• _What the task asks_: Each of the records must appear again, exactly as it was written.
*** Opening Data extract ***
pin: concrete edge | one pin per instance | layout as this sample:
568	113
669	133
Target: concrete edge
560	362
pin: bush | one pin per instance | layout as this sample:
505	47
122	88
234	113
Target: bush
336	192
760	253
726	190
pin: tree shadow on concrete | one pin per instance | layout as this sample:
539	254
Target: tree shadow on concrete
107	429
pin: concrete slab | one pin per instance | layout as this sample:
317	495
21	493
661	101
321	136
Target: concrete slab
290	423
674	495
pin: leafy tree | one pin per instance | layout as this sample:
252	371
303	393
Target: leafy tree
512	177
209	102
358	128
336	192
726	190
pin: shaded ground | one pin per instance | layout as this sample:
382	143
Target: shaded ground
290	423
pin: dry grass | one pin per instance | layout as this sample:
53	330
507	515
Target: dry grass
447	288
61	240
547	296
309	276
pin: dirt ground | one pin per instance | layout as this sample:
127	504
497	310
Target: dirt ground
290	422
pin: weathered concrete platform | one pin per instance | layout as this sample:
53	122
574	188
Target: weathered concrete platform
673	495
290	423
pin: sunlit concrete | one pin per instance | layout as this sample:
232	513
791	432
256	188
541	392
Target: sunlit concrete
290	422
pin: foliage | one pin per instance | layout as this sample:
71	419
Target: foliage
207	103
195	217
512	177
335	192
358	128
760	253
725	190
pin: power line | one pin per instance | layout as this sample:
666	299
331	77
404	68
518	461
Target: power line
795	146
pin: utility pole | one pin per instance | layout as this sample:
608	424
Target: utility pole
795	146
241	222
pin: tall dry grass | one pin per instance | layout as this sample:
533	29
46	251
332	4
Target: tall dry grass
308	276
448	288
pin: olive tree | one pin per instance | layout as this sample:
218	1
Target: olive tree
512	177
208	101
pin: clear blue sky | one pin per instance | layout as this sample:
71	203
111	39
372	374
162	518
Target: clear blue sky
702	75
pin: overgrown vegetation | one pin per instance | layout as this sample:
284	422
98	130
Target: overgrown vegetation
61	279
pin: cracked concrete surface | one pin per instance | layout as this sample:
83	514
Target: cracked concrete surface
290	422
*** Closing Data extract ***
• _Response box_:
pin: concrete edge | one pin per instance | layout as this sample:
568	113
669	133
Target: concrete edge
560	362
pin: bush | one pin per instance | layout as this sample:
505	47
122	88
234	113
Target: bush
336	192
760	253
726	190
pin: tree shadow on concrete | one pin per instance | layout as this sample:
539	254
Target: tree shadow on concrete
107	429
pin: concrete slab | one pin per instance | layout as this sample:
317	495
21	493
661	101
321	136
Target: concrete slab
290	423
674	495
pin: leafy tree | one pin per instance | layout as this sample:
252	371
303	393
Target: leafy tree
512	177
209	102
358	128
336	192
726	190
pin: shaded ground | one pin per instance | layout as this sample:
382	143
Target: shaded ground
290	423
pin: dry grass | one pin per instance | layout as this sample:
53	330
507	515
Target: dry grass
447	288
61	240
547	296
309	276
pin: dirt ground | one pin per instance | layout as this sample:
127	504
497	310
Target: dirt ground
290	422
pin: weathered concrete platform | one pin per instance | layout as this sample:
53	122
574	188
Target: weathered concrete platform
673	495
290	423
pin: sunlit concrete | one pin per instance | layout as this sample:
232	513
791	432
256	188
541	392
Target: sunlit concrete
290	422
pin: foliage | one pin per instance | layout as this sample:
71	419
Target: foliage
207	103
195	217
512	177
335	192
358	128
760	253
725	190
pin: power line | one pin per instance | layout as this sample:
666	299
331	77
404	68
518	461
Target: power line
795	146
pin: utility pole | one pin per instance | layout as this sample:
608	424
Target: utility pole
795	146
241	222
pin: tall dry grass | one pin per instance | layout as this sample:
533	29
46	251
332	4
Target: tall dry grass
308	276
448	288
pin: olive tree | one pin per instance | layout as this sample:
218	1
Target: olive tree
512	177
208	101
pin: clear blue sky | one pin per instance | layout as this sample:
71	203
111	39
372	374
162	518
Target: clear blue sky
702	75
pin: overgrown vegetation | one pin per instance | layout as this sample:
284	422
98	130
Target: overgrown vegetation
61	279
pin: cracked concrete surface | one pin per instance | layout as this sample:
83	514
Target: cracked concrete surface
290	422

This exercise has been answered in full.